> AIM:
From the listing below, extract each line that contains the word "coordinates", and copy those lines in their original order.

— Start of MATERIAL FOR THIS TASK —

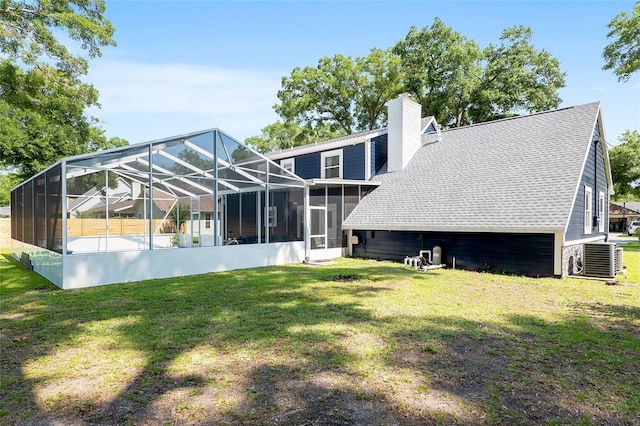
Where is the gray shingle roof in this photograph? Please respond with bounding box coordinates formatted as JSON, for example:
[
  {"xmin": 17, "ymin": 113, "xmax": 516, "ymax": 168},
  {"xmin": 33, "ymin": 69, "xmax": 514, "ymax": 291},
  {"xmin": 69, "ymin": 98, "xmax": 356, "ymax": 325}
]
[{"xmin": 344, "ymin": 102, "xmax": 599, "ymax": 232}]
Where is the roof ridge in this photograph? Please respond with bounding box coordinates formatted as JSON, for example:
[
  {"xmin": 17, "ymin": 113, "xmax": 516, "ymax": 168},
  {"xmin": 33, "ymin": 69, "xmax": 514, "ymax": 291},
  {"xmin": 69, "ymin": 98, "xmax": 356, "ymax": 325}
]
[{"xmin": 442, "ymin": 101, "xmax": 600, "ymax": 132}]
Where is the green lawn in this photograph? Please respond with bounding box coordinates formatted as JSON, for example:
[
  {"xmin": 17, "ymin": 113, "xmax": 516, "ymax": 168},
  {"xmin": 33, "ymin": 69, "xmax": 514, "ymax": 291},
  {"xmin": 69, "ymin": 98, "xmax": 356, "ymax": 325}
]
[{"xmin": 0, "ymin": 250, "xmax": 640, "ymax": 425}]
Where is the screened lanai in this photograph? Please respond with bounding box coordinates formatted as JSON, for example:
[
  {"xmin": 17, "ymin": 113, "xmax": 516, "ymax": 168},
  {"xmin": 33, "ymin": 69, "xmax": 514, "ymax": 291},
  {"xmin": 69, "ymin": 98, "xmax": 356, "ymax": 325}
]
[{"xmin": 11, "ymin": 129, "xmax": 305, "ymax": 288}]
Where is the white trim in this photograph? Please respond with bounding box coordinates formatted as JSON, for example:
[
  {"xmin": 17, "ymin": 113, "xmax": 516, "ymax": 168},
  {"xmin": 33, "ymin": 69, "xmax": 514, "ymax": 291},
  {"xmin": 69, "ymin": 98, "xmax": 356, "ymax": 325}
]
[
  {"xmin": 598, "ymin": 191, "xmax": 607, "ymax": 232},
  {"xmin": 582, "ymin": 185, "xmax": 593, "ymax": 235},
  {"xmin": 307, "ymin": 179, "xmax": 382, "ymax": 187},
  {"xmin": 553, "ymin": 232, "xmax": 564, "ymax": 275},
  {"xmin": 320, "ymin": 149, "xmax": 343, "ymax": 179},
  {"xmin": 263, "ymin": 127, "xmax": 387, "ymax": 160},
  {"xmin": 342, "ymin": 222, "xmax": 563, "ymax": 234},
  {"xmin": 280, "ymin": 157, "xmax": 296, "ymax": 174},
  {"xmin": 564, "ymin": 235, "xmax": 606, "ymax": 246}
]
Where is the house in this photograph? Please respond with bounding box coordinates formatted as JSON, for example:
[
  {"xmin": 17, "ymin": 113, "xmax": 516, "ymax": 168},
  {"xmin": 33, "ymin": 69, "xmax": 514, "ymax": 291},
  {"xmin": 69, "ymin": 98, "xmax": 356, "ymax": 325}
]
[
  {"xmin": 11, "ymin": 95, "xmax": 613, "ymax": 289},
  {"xmin": 609, "ymin": 201, "xmax": 640, "ymax": 232},
  {"xmin": 268, "ymin": 95, "xmax": 613, "ymax": 276}
]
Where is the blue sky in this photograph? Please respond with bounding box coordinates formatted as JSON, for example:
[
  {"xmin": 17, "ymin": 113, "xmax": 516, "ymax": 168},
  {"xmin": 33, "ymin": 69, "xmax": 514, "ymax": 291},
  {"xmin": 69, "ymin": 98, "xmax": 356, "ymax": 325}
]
[{"xmin": 87, "ymin": 0, "xmax": 640, "ymax": 145}]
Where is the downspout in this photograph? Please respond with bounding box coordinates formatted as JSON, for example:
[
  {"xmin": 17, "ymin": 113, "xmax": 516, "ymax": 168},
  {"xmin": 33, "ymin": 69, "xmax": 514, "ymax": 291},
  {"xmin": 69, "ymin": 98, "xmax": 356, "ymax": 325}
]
[
  {"xmin": 591, "ymin": 139, "xmax": 603, "ymax": 233},
  {"xmin": 304, "ymin": 183, "xmax": 311, "ymax": 263}
]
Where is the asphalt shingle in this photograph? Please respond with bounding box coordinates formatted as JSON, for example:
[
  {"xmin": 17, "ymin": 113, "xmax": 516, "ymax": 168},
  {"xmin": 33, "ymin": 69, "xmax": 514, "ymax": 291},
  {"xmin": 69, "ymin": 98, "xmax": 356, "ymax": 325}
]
[{"xmin": 344, "ymin": 102, "xmax": 599, "ymax": 231}]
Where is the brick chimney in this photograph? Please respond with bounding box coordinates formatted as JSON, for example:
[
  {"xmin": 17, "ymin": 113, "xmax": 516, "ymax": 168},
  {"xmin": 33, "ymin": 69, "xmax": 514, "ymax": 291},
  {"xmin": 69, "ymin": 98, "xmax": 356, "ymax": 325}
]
[{"xmin": 386, "ymin": 93, "xmax": 422, "ymax": 172}]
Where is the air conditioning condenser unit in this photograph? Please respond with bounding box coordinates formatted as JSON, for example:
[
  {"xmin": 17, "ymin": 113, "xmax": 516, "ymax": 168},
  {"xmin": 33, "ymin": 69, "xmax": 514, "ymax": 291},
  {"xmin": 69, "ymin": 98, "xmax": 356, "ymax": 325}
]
[{"xmin": 583, "ymin": 243, "xmax": 618, "ymax": 278}]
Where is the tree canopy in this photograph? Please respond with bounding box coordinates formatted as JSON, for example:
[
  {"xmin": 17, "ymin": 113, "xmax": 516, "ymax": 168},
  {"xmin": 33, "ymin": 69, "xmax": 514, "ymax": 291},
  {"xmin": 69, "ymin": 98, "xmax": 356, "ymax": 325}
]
[
  {"xmin": 245, "ymin": 121, "xmax": 344, "ymax": 153},
  {"xmin": 0, "ymin": 0, "xmax": 127, "ymax": 178},
  {"xmin": 609, "ymin": 130, "xmax": 640, "ymax": 201},
  {"xmin": 254, "ymin": 18, "xmax": 564, "ymax": 149},
  {"xmin": 602, "ymin": 1, "xmax": 640, "ymax": 81}
]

— End of MATERIAL FOR THIS TASK —

> RESULT:
Where is the gray shingle roof in this photograph? Please respond with bounding box coordinates formatted as JSON, for example:
Where is the roof ridge in this photograph? Please respond with bounding box coordinates formatted as JSON, for example:
Where is the green lawn in this photograph? Please respond with bounding box coordinates formatted as JSON, for example:
Where is the screened lanai in this photograph? Please respond with bounding box coordinates formatted as JSON, for example:
Where is the white trim in this photograph? Please respond with bounding box coordinates formatted as JSON, for example:
Where is the house in this photograph? Please respond with bounding box coordinates formatted as JSON, for example:
Where is the blue sky in this photograph? Please respond with bounding box coordinates formatted as JSON, for example:
Where is the downspout in this photograph? Please respond with bounding box coordinates formatted as JSON, for example:
Where is the asphalt shingle in this photograph? Please respond with bounding box coordinates formatted as JSON, for example:
Where is the brick chimney in this photograph? Please respond with bounding box coordinates formatted as JSON, for example:
Where is the air conditioning condenser unit in this photograph? Please respond with bounding box coordinates formatted as JSON, for example:
Where is the tree canopy in this photograph? Please respond with bounding box coordinates formatted as JSON, for example:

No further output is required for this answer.